[Items from a data source]
※
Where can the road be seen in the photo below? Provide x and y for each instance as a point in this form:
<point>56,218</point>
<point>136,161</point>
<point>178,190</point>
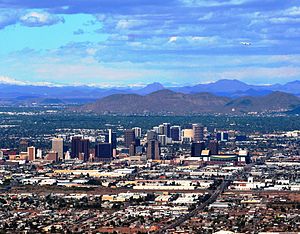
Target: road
<point>226,182</point>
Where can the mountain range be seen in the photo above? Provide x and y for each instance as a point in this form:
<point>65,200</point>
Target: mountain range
<point>27,94</point>
<point>174,103</point>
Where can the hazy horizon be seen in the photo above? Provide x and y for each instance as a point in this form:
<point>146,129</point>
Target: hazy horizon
<point>113,43</point>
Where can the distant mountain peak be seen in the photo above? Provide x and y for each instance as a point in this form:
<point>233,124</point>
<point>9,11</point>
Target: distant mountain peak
<point>150,88</point>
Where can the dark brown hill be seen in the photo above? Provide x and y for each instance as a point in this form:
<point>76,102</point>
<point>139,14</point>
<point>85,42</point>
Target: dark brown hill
<point>170,102</point>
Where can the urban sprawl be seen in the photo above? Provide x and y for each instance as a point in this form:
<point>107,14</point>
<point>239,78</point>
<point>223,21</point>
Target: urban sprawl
<point>168,179</point>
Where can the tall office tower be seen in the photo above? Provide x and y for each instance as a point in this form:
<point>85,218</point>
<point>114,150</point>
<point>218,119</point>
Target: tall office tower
<point>111,138</point>
<point>175,133</point>
<point>162,139</point>
<point>103,152</point>
<point>23,145</point>
<point>129,137</point>
<point>222,136</point>
<point>58,146</point>
<point>161,129</point>
<point>213,147</point>
<point>187,135</point>
<point>137,132</point>
<point>151,135</point>
<point>196,149</point>
<point>132,149</point>
<point>198,132</point>
<point>67,155</point>
<point>39,153</point>
<point>52,156</point>
<point>31,153</point>
<point>80,146</point>
<point>167,130</point>
<point>84,148</point>
<point>156,129</point>
<point>75,147</point>
<point>153,150</point>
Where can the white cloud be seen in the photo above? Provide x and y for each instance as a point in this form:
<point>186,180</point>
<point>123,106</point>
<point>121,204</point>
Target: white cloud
<point>172,39</point>
<point>8,80</point>
<point>37,19</point>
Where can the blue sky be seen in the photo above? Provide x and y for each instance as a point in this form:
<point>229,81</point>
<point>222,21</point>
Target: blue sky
<point>135,42</point>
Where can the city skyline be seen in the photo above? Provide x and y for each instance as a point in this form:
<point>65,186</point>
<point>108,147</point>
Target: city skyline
<point>123,43</point>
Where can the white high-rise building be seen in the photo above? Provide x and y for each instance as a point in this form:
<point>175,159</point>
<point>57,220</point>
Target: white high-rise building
<point>138,132</point>
<point>58,146</point>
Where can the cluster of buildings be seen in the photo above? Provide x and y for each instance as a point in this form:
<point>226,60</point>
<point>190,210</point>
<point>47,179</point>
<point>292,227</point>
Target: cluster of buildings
<point>142,181</point>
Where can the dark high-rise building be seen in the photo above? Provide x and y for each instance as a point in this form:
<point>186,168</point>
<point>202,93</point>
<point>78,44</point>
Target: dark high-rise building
<point>198,132</point>
<point>132,149</point>
<point>213,147</point>
<point>167,129</point>
<point>84,148</point>
<point>129,137</point>
<point>222,136</point>
<point>75,147</point>
<point>111,138</point>
<point>241,138</point>
<point>103,151</point>
<point>153,150</point>
<point>175,133</point>
<point>151,135</point>
<point>196,149</point>
<point>80,146</point>
<point>23,145</point>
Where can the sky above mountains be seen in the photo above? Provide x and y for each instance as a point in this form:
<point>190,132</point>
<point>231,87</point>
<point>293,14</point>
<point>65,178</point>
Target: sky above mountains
<point>133,42</point>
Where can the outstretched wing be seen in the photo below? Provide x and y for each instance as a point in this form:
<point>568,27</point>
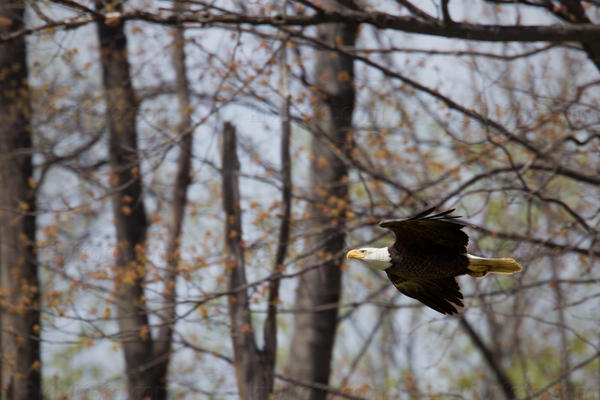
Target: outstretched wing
<point>434,293</point>
<point>429,232</point>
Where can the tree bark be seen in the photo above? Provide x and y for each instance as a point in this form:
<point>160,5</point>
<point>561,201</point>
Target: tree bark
<point>163,343</point>
<point>128,209</point>
<point>19,288</point>
<point>248,363</point>
<point>314,332</point>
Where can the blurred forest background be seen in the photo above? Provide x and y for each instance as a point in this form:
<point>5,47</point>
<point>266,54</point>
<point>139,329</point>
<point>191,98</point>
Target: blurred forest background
<point>180,181</point>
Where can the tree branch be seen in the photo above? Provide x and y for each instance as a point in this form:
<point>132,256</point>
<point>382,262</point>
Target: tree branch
<point>586,32</point>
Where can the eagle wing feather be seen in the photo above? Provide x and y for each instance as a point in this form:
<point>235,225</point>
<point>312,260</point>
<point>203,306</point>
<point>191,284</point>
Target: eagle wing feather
<point>434,293</point>
<point>425,232</point>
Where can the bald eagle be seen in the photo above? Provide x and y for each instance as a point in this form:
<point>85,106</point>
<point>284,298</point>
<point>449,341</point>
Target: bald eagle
<point>429,252</point>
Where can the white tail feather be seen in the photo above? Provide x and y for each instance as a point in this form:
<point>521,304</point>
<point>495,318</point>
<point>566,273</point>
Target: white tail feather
<point>480,266</point>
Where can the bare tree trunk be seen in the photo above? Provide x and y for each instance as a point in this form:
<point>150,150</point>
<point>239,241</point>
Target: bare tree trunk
<point>19,302</point>
<point>128,209</point>
<point>566,389</point>
<point>163,343</point>
<point>249,367</point>
<point>314,333</point>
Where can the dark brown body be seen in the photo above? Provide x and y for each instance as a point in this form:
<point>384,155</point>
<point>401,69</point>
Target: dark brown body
<point>437,264</point>
<point>430,250</point>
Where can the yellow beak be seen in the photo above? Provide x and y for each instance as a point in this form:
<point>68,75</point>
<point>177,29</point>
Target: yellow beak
<point>354,254</point>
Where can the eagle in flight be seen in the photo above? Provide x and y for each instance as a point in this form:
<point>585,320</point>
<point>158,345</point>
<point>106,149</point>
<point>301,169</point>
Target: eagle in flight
<point>429,252</point>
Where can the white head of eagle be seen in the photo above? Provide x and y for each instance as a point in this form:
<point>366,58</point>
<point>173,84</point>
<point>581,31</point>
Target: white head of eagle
<point>375,258</point>
<point>429,252</point>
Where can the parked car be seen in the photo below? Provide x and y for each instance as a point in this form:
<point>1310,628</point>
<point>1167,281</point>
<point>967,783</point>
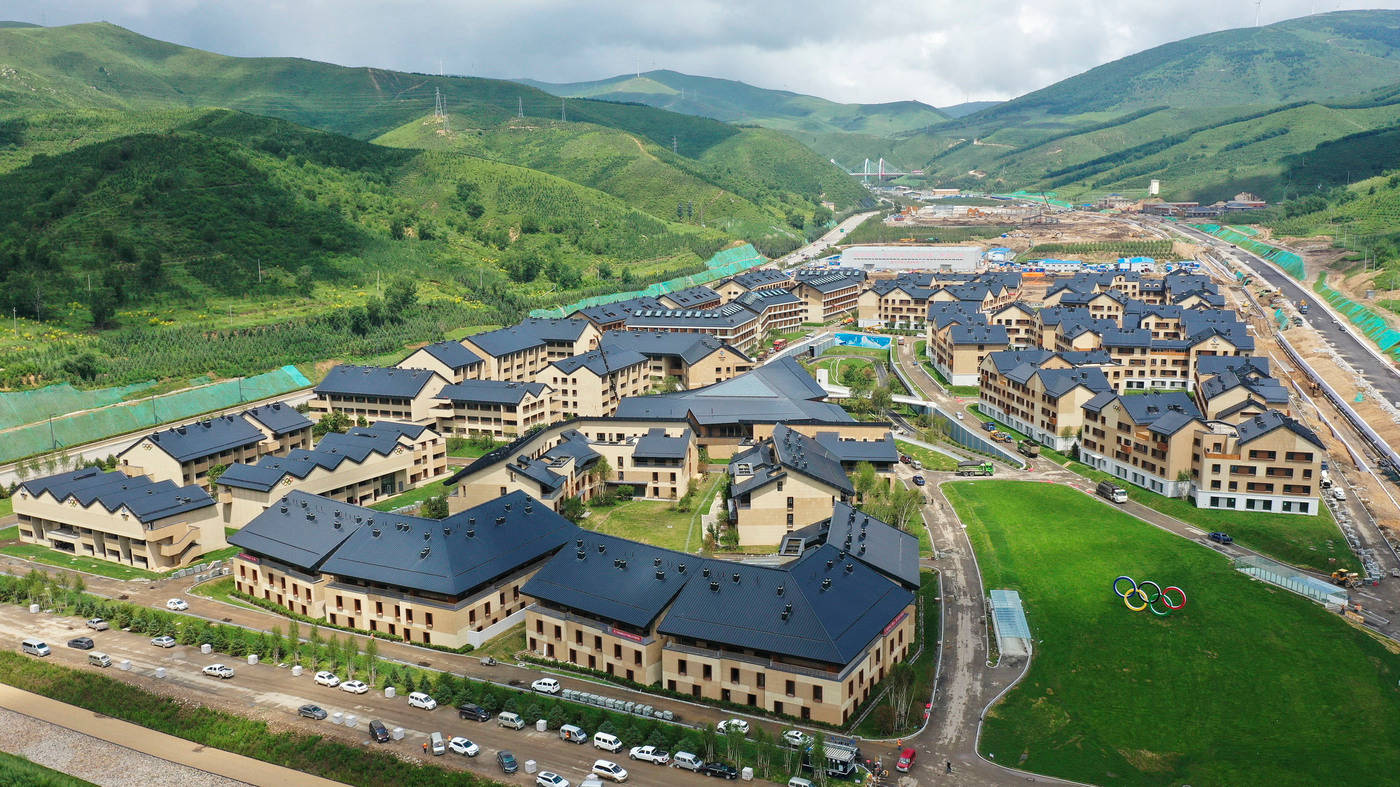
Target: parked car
<point>473,712</point>
<point>507,762</point>
<point>650,754</point>
<point>219,671</point>
<point>721,770</point>
<point>797,738</point>
<point>734,724</point>
<point>611,770</point>
<point>464,747</point>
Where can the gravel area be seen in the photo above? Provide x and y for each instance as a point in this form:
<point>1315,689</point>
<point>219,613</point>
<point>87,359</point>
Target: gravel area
<point>94,759</point>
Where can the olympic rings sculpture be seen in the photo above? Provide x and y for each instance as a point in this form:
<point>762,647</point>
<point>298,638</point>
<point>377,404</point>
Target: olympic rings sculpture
<point>1138,593</point>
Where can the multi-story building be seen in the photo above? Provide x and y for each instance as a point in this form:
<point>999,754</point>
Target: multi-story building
<point>521,352</point>
<point>1266,462</point>
<point>590,385</point>
<point>360,467</point>
<point>452,581</point>
<point>493,406</point>
<point>693,360</point>
<point>783,483</point>
<point>185,454</point>
<point>660,616</point>
<point>829,291</point>
<point>1040,394</point>
<point>1144,439</point>
<point>564,461</point>
<point>450,360</point>
<point>378,394</point>
<point>109,516</point>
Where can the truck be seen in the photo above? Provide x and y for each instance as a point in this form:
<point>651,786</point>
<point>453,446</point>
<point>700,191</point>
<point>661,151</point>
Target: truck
<point>973,468</point>
<point>1112,492</point>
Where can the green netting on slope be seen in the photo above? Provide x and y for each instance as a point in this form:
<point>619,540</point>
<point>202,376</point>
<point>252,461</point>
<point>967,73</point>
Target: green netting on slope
<point>724,263</point>
<point>147,413</point>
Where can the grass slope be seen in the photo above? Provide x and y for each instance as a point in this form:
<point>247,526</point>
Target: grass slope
<point>735,101</point>
<point>1234,689</point>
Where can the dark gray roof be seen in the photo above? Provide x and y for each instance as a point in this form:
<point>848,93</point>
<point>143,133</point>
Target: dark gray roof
<point>279,419</point>
<point>875,451</point>
<point>830,623</point>
<point>692,297</point>
<point>657,446</point>
<point>490,391</point>
<point>452,354</point>
<point>375,381</point>
<point>206,437</point>
<point>1264,423</point>
<point>689,347</point>
<point>615,579</point>
<point>601,361</point>
<point>454,555</point>
<point>527,333</point>
<point>874,542</point>
<point>147,500</point>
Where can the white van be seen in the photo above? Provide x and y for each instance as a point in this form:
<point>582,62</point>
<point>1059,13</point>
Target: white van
<point>34,647</point>
<point>606,741</point>
<point>686,761</point>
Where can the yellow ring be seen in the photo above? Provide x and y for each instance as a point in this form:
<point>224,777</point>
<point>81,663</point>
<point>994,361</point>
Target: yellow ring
<point>1143,595</point>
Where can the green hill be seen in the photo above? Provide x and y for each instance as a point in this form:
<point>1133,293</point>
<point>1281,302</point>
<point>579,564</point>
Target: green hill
<point>735,101</point>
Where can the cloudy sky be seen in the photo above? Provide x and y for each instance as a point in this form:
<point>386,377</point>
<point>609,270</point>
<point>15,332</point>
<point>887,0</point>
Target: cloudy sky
<point>935,51</point>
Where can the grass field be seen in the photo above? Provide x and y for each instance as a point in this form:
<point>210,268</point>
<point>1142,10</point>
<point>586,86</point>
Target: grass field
<point>1246,685</point>
<point>1292,538</point>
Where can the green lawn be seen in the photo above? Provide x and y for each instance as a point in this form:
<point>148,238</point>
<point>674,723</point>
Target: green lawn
<point>657,521</point>
<point>412,496</point>
<point>1292,538</point>
<point>1249,684</point>
<point>76,562</point>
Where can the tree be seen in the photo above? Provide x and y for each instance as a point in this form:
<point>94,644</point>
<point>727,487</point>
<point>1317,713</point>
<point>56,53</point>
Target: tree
<point>434,507</point>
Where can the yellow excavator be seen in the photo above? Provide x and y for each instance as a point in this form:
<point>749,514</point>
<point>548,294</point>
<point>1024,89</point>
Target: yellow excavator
<point>1346,579</point>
※
### TASK DESCRIPTION
Reproduce only the lines above, starting at the line with "<point>219,613</point>" and ending at the line with "<point>999,754</point>", exactly as written.

### THE ANSWER
<point>219,613</point>
<point>87,359</point>
Target: gravel area
<point>94,759</point>
Where can the olympic rings sculpture be seen in the photo above? Provide x and y for each instance as a point in this form:
<point>762,647</point>
<point>298,638</point>
<point>377,404</point>
Target: olympic rings sculpture
<point>1138,593</point>
Where can the multi-story building be seen in the photo above? Provide x and y for each instance as a point in this form:
<point>999,754</point>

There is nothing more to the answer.